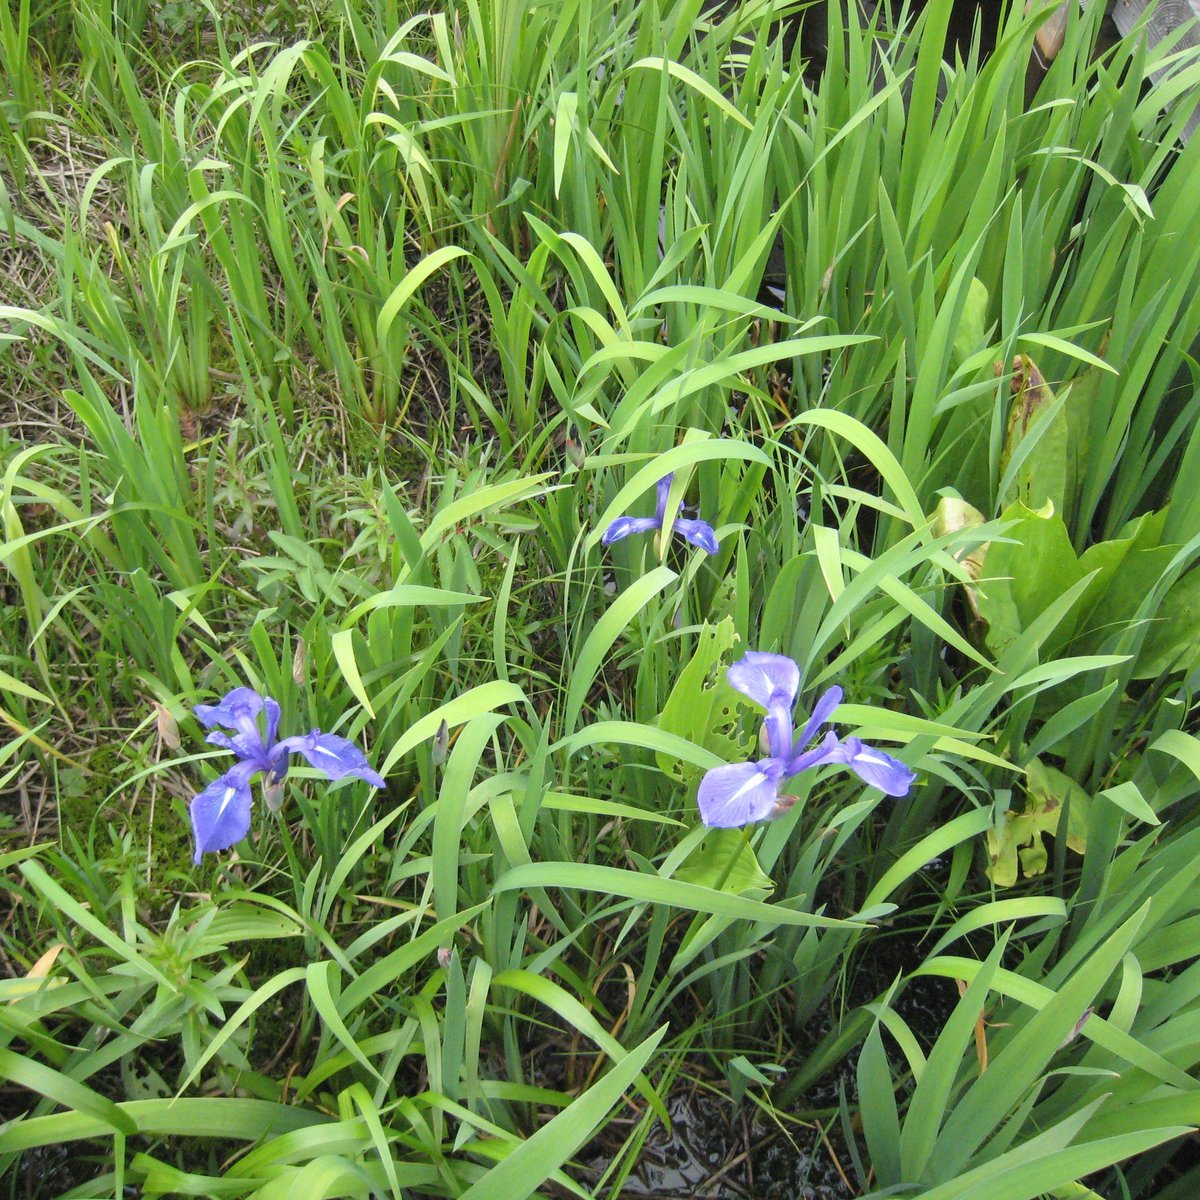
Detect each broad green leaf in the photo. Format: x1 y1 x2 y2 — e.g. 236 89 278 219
656 618 747 778
541 791 684 826
862 808 993 912
1073 509 1172 644
0 1098 322 1153
0 843 50 872
131 1153 253 1197
675 830 773 898
927 897 1067 959
554 720 723 771
331 629 374 718
918 1130 1184 1200
975 502 1082 656
433 714 506 923
341 585 484 627
249 1154 378 1198
0 1047 135 1135
787 409 924 528
421 474 555 549
0 669 51 706
729 1055 776 1086
553 91 578 198
859 1022 901 1186
1097 781 1160 826
234 1115 379 1171
1017 331 1118 374
630 284 796 322
1135 564 1200 677
1150 729 1200 784
951 277 990 367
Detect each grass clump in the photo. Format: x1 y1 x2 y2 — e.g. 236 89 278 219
4 0 1200 1196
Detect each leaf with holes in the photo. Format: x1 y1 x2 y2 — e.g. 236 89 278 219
656 618 748 781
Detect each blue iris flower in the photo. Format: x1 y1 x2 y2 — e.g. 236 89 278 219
188 686 385 864
697 651 915 828
601 473 719 555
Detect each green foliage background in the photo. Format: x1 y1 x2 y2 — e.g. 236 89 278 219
3 0 1200 1196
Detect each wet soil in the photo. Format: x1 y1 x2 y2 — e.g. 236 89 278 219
586 1088 852 1199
******************************
» **What you have to do**:
Beginning with the line that contains "Detect each leaf", write out every line through the end of the entries above, exactly.

» **Exercise output**:
Detect each leaf with holes in the photo. Format: x1 y1 x2 y2 — e.g. 236 89 278 219
656 618 748 781
Detect each blue iris flower in the photo. Format: x1 y1 x2 y2 — e.g. 236 89 278 219
188 686 385 864
697 651 915 828
601 473 719 555
Detect each green foliage background in the photo. Format: x1 y1 x2 y2 — e.g. 236 89 278 219
3 0 1200 1196
Detect each wet soil in the photo. Format: x1 y1 x2 y2 — e.g. 236 89 278 219
586 1088 852 1199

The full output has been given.